* BEGIN SOURCE EXCERPT *

TERENCE SMITH: With me is Deborah Tannen, professor of linguistics at Georgetown University. Her most recent book is "The Argument Culture." Welcome. Deborah Tannen, let me ask you this: There is an argument going on in this town now about whether this whole matter is or is not just about sex, but isn't it also about language and the parsing of words, arguments over what the meaning of "is" is, that sort of thing?

DEBORAH TANNEN, Author, "The Argument Culture:" Yes. But also, I think, it's pitting the common sense understanding of words against the legal understanding of words. It's very easy for us to laugh at the president's parsing words in that way with the present tense, so it wasn't the past tense. But the question is: How did he get in this position where he had already been questioned under oath, had made a statement in one context and then is put in a very different context, talking to the American people and they expect a very different kind of language, and they're judging it in a very different way. So I think it's that being caught between the legal language and everyday language. All this talk about perjury, obstruction of justice, the average person's feeling is that these are very heavy words that require heavy deeds to bear their weight. They don't feel that the words should be applied to - it's the difference between a situation in which the cover-up, itself, is the crime, versus covering up a crime. If the law doesn't make these distinctions, the average person does, and what concerns me is that it ends up not giving people more respect for the law but actually it's a very dangerous situation where they have contempt for the law if they see the law can't make a simple distinction that they can so easily make.

TERENCE SMITH: For example, on this broadcast on January 21, the president looked Jim Lehrer in the eye and said, "There is no sexual relationship," taking refuge in the present tense, in effect.

DEBORAH TANNEN: That's right. But, of course, if you look at it from the point of view of that context, it seems quite absurd. But if you look at it from the how we got to that context, the history of his having been hounded, you would have to say, by people who were trying to catch him in some sort of an error, and he had already given this deposition in which he had been questioned and of course, we can talk about this-he didn't know that the questioning was going to be about Monica Lewinsky, so he wasn't prepared for that. He thought he was being questioned about sexual harassment issues relating to the Paula Jones case.

TERENCE SMITH: In his testimony.

DEBORAH TANNEN: Right. But having those prosecutors on his tail, you might say, he then wasn't free to answer in a way that he might otherwise answer.

TERENCE SMITH: You know, there's an old saying that there are two kinds of truth - one, the kind you can prove in court; and the second is the kind of truth that any fool can see. I wonder if the public isn't exercising the second standard.

DEBORAH TANNEN: They are. And I have to say what is most troubling to me in the current situation, it's a very dangerous situation when there is this tremendous gap between what the average person thinks and what I call the three "p's" - the pundits, the politicians, and the press. We need to have faith in the great institutions of our democracy -- journalists, politicians, and the law -- and what we see now is that people are losing respect for all those three institutions, because there is this tremendous gap. The average person is saying this is not impeachable; it's not that significant; we don't approve of it, but let's attend to the really important business of running the country. And yet, they are not able to get their voices heard.

* END SOURCE EXCERPT *
* BEGIN RECORDS PROVIDED *

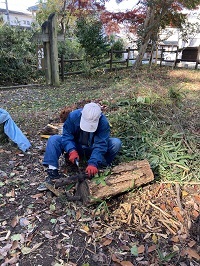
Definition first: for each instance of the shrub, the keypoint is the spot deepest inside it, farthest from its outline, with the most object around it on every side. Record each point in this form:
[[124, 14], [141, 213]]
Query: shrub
[[17, 56]]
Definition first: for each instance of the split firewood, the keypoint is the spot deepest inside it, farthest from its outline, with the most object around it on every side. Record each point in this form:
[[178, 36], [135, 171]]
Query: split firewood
[[122, 178]]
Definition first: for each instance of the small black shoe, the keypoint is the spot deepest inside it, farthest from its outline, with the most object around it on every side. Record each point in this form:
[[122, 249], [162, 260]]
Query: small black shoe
[[52, 175]]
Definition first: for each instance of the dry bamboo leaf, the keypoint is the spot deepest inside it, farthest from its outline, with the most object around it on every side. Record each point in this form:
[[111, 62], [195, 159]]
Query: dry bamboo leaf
[[15, 221], [152, 248], [175, 239], [141, 249], [192, 253], [107, 242], [197, 198], [195, 213], [192, 243]]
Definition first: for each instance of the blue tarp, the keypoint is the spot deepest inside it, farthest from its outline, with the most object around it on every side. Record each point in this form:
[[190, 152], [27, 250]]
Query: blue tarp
[[13, 131]]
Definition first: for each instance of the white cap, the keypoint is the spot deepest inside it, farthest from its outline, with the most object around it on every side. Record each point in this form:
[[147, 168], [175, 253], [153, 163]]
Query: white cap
[[90, 117]]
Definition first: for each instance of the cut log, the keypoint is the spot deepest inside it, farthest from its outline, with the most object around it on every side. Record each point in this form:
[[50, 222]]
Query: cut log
[[124, 177]]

* END RECORDS PROVIDED *

WHAT TO WORK ON:
(a) Using the Deborah Tannen interview, decide whether each statement agrees with it, answering yes or no and quoting the words that settle it. (i) Tannen's most recent book is "The Argument Culture." (ii) Tannen's three "p's" are the pundits, the politicians, and the public. (iii) Tannen says the president knew the questioning in his deposition would be about Monica Lewinsky.
(b) Carry the Deborah Tannen interview on from its last sentence.

ANSWERS TO THE EXERCISES:
(a)
(i) Yes: "Her most recent book is "The Argument Culture.""
(ii) No: "the pundits, the politicians, and the press"
(iii) No: "he didn't know that the questioning was going to be about Monica Lewinsky"

(b)
You know, it's - in an odd way it reminds me not so much of Watergate but of Vietnam. I hear people saying things like I'm ashamed to be an American; I feel like leaving the country -- right after the videotape was played. The first 10 calls that I heard on C-Span - having watched the whole four hours - were saying, we've got to stop this. And they were -interestingly, it was bipartisan. The people are bipartisan. Republicans, as well as Democrats, saying - in fact, one Republican said, "If my party succeeds in bringing down someone over this" - and very interesting what he said - he said, "I'll never vote again." He didn't say I won't vote Republican; he said, "I'll never vote again." It's the cynicism about our process that is to me the most dangerous aspect of what we're seeing.

TERENCE SMITH: Do you think that the public has arrived at some sort of distinction between lying about sex and lying about a crime?

DEBORAH TANNEN: We know that the majority - not everybody but a very large majority say that if you lie about a sexual relationship, it's not the same; we should not be concerned on the same level as we would if a public figure had lied about misconduct in public office. So, yes, they made that distinction, and to see all the people in power not making the distinction is what is leading to this disillusionment, this frustration.

TERENCE SMITH: One of the famous phrases in this whole matter is when the president wagged his finger at the camera and said, "I did not have sexual relations with that woman." I wonder whether that caught your ear and what - how women, especially, but perhaps other people respond to that phrase, "that woman."

DEBORAH TANNEN: It did. It did. And it has been replayed many times. I think when you normally hear "that woman," you think that there's an attitude of contempt and that would be a very negative interpretation. I believe, again, he was caught in this situation where our society, being what it is, at that point in order to protect himself from being indicted for having said something different under oath, he thought that he had to say that. I think we really need to pull back and ask the larger question. I'm surprised it isn't being asked more. How did we get to a situation where the President of the United States was asked under oath about his sex life? This, to me, is really the major question. And I believe it's a whole series of things. We tend to put it as Clinton Vs. Starr, the gun fight at OK Corral. And that limits our way of understanding it. It's - my word for it is the argument culture. It is the whole tenor of our culture now in the law, in politics, and in the press, where attack is valued; compromise is not valued, and people are out to destroy their opponents any way they can. And this is what led to this.

TERENCE SMITH: And one of the techniques they're using - and it's resulted in a new coinage here - sexual McCarthyism is a phrase we hear now.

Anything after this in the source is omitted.